>> BEGIN

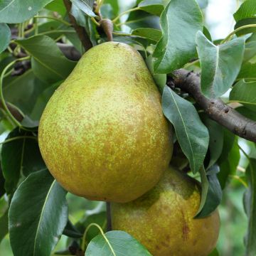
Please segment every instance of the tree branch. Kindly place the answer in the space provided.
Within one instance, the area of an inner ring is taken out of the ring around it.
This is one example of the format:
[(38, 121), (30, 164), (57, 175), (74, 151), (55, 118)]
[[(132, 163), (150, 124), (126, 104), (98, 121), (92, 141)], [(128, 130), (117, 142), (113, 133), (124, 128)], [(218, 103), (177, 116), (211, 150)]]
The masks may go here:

>> END

Pull out every line of the material above that contains the word "instance", treating uppercase and lowercase as different.

#### THE REPLY:
Please segment every instance of the tree branch. Kindly place the answer in the space provided.
Within one instance, the area of an inner ring is taken out of the ring around it.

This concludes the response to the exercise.